Reproduce the whole listing exactly.
========================================
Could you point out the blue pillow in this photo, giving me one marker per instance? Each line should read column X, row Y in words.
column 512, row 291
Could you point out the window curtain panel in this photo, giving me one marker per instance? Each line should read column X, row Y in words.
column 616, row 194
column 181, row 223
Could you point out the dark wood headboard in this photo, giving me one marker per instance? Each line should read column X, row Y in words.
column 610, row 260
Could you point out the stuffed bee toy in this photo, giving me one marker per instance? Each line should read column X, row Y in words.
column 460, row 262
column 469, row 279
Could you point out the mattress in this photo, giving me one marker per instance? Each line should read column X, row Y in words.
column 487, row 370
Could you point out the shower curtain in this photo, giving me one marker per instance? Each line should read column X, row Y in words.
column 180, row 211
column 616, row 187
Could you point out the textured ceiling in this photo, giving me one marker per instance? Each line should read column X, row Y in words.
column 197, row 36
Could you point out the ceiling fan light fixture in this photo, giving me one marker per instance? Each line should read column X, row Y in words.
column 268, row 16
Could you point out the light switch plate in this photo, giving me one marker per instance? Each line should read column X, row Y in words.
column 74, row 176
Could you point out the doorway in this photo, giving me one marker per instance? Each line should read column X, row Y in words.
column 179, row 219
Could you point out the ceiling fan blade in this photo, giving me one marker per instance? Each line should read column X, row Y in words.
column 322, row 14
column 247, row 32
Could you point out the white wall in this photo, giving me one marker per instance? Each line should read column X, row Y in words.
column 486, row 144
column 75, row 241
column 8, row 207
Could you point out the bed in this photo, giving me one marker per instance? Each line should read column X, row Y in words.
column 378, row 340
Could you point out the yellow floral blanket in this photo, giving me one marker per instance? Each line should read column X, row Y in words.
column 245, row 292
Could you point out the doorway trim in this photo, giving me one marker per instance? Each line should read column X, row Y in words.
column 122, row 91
========================================
FINISHED EXERCISE:
Could you point out the blue pillow in this photo, giving me one marker per instance? Each line should read column X, row Y in words.
column 512, row 291
Could you point out the window curtain panel in this photo, giving me one marker per instance? Each line should read column X, row Y in words.
column 616, row 194
column 181, row 223
Could you point out the dark wood headboard in this photo, giving me one marker per instance? Each line should read column X, row Y in words.
column 610, row 260
Could you point out the stuffed bee toy in this photo, giving me one marker per instance? Each line should read column X, row Y in words.
column 460, row 262
column 469, row 279
Could you point out the mattress in this photo, giving me one marker per instance? Each line should read column X, row Y in words.
column 487, row 370
Could you point out the shower curtain in this photo, giving me one marker per instance? Each line should read column X, row Y in words.
column 180, row 211
column 616, row 187
Could you point out the textured ceiling in this photo, giving me one marker per instance? Each line should read column X, row Y in words.
column 197, row 36
Could you point out the ceiling fan light fixture in this photo, giving me one marker per instance? Each line should read column X, row Y in words.
column 268, row 16
Could you point out the light switch plate in this photo, giving me one marker per instance? Each line should read column X, row Y in words.
column 74, row 176
Could you point out the doorway in this photo, giving me one marker per instance? Each line should read column X, row Y in words.
column 179, row 219
Could you point out the ceiling fan blade in this photo, giving me one marker per instance? Each line should read column X, row Y in words.
column 322, row 14
column 247, row 32
Could you point out the white wall in this photo, giving me one marker per instance? Each line should read column X, row Y in words.
column 486, row 144
column 75, row 241
column 8, row 207
Could you point out the bed in this photo, giving me one marker per instance? Each line should read column X, row Y in words.
column 378, row 340
Could you point out the yellow floral blanket in this photo, giving me one marker per instance? Each line should read column X, row Y in words.
column 245, row 292
Could you point out the doorway trim in this photo, giving me one marker per instance? Each line should read column X, row Y in words.
column 122, row 91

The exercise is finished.